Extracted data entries
>>>

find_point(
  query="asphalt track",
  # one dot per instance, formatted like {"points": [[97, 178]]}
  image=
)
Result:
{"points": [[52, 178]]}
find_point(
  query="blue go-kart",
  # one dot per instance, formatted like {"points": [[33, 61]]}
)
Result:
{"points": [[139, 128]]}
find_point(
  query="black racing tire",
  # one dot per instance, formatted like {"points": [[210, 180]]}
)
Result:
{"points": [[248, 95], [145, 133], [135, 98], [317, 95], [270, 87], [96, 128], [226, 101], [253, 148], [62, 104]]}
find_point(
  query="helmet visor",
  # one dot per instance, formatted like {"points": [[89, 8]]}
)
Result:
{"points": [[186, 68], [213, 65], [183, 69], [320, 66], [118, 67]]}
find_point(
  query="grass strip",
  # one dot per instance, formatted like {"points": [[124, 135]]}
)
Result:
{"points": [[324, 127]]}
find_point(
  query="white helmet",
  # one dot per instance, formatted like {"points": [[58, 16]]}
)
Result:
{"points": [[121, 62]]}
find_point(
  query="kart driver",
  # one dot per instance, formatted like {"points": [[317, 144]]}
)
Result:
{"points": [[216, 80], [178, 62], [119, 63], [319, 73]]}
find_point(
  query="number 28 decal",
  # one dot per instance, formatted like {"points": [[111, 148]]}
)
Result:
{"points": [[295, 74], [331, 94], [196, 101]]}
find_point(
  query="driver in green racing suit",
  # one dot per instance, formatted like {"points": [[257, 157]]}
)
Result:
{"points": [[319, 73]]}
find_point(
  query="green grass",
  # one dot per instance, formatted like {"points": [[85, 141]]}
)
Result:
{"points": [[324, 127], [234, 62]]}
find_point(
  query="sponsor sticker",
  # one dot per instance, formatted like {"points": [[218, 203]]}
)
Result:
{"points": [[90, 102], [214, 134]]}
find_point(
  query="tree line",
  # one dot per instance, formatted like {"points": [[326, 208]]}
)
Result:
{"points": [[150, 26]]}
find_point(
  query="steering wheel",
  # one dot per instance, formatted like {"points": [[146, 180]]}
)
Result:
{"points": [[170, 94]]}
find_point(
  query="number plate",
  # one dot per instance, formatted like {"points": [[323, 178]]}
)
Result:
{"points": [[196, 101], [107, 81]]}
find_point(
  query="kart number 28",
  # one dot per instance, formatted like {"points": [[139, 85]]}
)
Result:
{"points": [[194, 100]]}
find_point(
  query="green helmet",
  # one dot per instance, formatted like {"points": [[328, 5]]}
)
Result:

<<<

» **EXERCISE BRIEF**: Quote each line of the data above exactly as written.

» **FULL RESPONSE**:
find_point(
  query="asphalt track",
  # one dot per instance, formatted like {"points": [[97, 178]]}
  image=
)
Result:
{"points": [[52, 178]]}
find_point(
  query="blue go-kart",
  # one dot per instance, formatted like {"points": [[33, 61]]}
)
Result:
{"points": [[139, 128]]}
find_point(
  query="black racing tire",
  # one dot per instance, formatted like {"points": [[210, 180]]}
)
Result:
{"points": [[248, 95], [145, 133], [135, 98], [317, 95], [270, 87], [96, 128], [226, 101], [253, 148], [62, 104]]}
find_point(
  query="helmet visor",
  # one dot per instance, formatted like {"points": [[89, 8]]}
)
Result:
{"points": [[186, 68], [213, 65], [183, 69], [320, 66], [118, 67]]}
find_point(
  query="grass strip",
  # one dot per instance, formatted like {"points": [[124, 135]]}
)
Result:
{"points": [[324, 127]]}
find_point(
  query="white helmet",
  # one dot per instance, formatted like {"points": [[58, 16]]}
)
Result:
{"points": [[121, 62]]}
find_point(
  query="kart driver",
  # one dot per instance, formatted like {"points": [[317, 144]]}
)
Result:
{"points": [[216, 80], [178, 62], [119, 63], [319, 73]]}
find_point(
  query="number 28 decal",
  # one dot per instance, formatted like {"points": [[111, 148]]}
)
Result:
{"points": [[295, 74], [331, 94], [196, 101]]}
find_point(
  query="driver in green racing suit",
  # one dot per instance, formatted like {"points": [[257, 157]]}
)
Result:
{"points": [[319, 73]]}
find_point(
  query="green grass",
  # one dot per instance, formatted like {"points": [[85, 141]]}
)
Result:
{"points": [[324, 127], [234, 62]]}
find_point(
  query="sponsor sticker",
  # one dot per instance, formatted like {"points": [[218, 203]]}
)
Result:
{"points": [[90, 102], [214, 134]]}
find_point(
  query="tree line",
  # one dot per instance, formatted like {"points": [[326, 208]]}
)
Result:
{"points": [[150, 26]]}
find_point(
  query="steering wheel",
  # one dot per instance, formatted like {"points": [[146, 180]]}
)
Result:
{"points": [[170, 94]]}
find_point(
  query="number plate",
  # one dot per instance, formatted like {"points": [[323, 178]]}
)
Result:
{"points": [[196, 101], [107, 81]]}
find_point(
  query="kart number 28",
  # one dot per instance, formatted like {"points": [[139, 85]]}
)
Result:
{"points": [[194, 100]]}
find_point(
  query="green helmet",
  # one dot per instance, formatted like {"points": [[328, 5]]}
)
Result:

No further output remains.